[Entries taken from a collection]
##############################

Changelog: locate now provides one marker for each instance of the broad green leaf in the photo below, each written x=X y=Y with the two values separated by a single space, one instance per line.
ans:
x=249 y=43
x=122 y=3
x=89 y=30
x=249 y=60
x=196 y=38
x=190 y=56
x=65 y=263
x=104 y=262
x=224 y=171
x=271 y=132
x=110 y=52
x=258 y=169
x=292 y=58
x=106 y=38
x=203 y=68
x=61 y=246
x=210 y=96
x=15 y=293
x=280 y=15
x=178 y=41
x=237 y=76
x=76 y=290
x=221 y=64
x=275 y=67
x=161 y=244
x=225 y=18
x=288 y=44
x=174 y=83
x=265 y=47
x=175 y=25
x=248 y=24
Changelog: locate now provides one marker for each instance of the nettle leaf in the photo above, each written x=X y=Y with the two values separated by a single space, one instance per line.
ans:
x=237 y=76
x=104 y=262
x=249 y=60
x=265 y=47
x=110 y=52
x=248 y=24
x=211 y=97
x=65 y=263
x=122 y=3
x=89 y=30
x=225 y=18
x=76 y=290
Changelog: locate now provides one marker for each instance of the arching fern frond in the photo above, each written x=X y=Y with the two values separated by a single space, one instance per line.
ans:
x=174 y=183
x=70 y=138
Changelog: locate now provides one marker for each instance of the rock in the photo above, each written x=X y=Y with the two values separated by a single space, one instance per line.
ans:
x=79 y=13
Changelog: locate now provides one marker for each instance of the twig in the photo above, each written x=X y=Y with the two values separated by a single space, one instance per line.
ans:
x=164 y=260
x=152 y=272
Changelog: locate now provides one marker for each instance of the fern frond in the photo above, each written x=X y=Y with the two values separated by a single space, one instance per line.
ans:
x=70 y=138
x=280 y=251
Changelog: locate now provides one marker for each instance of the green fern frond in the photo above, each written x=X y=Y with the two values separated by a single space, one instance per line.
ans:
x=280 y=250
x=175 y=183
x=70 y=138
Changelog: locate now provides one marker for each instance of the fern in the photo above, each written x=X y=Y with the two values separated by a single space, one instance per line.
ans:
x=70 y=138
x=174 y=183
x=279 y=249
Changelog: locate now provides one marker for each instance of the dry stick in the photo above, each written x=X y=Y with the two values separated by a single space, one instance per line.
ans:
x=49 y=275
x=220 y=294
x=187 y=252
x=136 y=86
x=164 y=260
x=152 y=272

##############################

• Work request
All the records above need to be set down again exactly as they were given.

• Response below
Changelog: locate now provides one marker for each instance of the broad green leaf in the photo below, each written x=X y=Y with the two values separated by a single space, one instance per line.
ans:
x=249 y=43
x=122 y=3
x=89 y=30
x=249 y=60
x=196 y=38
x=190 y=56
x=65 y=263
x=104 y=262
x=224 y=171
x=271 y=132
x=110 y=52
x=258 y=169
x=292 y=58
x=106 y=38
x=203 y=68
x=61 y=246
x=210 y=96
x=15 y=293
x=280 y=15
x=178 y=41
x=237 y=76
x=76 y=290
x=221 y=64
x=275 y=67
x=161 y=244
x=225 y=18
x=288 y=44
x=174 y=83
x=265 y=47
x=175 y=25
x=248 y=24
Changelog: locate now provides one marker for each instance of the nettle leaf in the photo above, each written x=X y=Y with the two values separated by a single space, one instance per line.
ans:
x=237 y=76
x=104 y=262
x=249 y=60
x=265 y=47
x=110 y=52
x=248 y=24
x=211 y=97
x=65 y=263
x=122 y=3
x=89 y=30
x=225 y=18
x=76 y=290
Changelog: locate now provides one marker for each instance of the arching fern frond in the photo above, each written x=X y=Y with the two values separated by a single space, one instance per line.
ans:
x=174 y=183
x=70 y=138
Changelog: locate now provides one marker for each instance of the rock in the photo above, each written x=X y=Y with the two values separated by a single space, one instance per line.
ans:
x=79 y=13
Changelog: locate now provides one marker for each instance of the twig in the photo above, each written x=X y=Y with the two values separated by a single space, one instance per line.
ans:
x=164 y=260
x=152 y=272
Changelog: locate now provides one marker for each instance of the fern frond in the photo above, each written x=X y=Y with the two values separated by a single space, one instance per line.
ans:
x=70 y=138
x=280 y=251
Changelog: locate now provides one marker for each instance of the green fern frond in the photo above, each written x=X y=Y with the two values separated by a single space, one instance per line.
ans:
x=280 y=250
x=175 y=183
x=70 y=138
Changelog: locate now provides one marker for each instance of the fern in the photo above, each written x=X y=Y with the two values separated by a single space, one instance per line.
ans:
x=70 y=138
x=174 y=183
x=279 y=249
Changelog: locate now provides one marker for each instance of the dry stick in the photo above, each written x=X y=Y with the two values separated by a single space, one instance per line.
ans:
x=49 y=275
x=220 y=294
x=187 y=252
x=136 y=86
x=164 y=260
x=152 y=272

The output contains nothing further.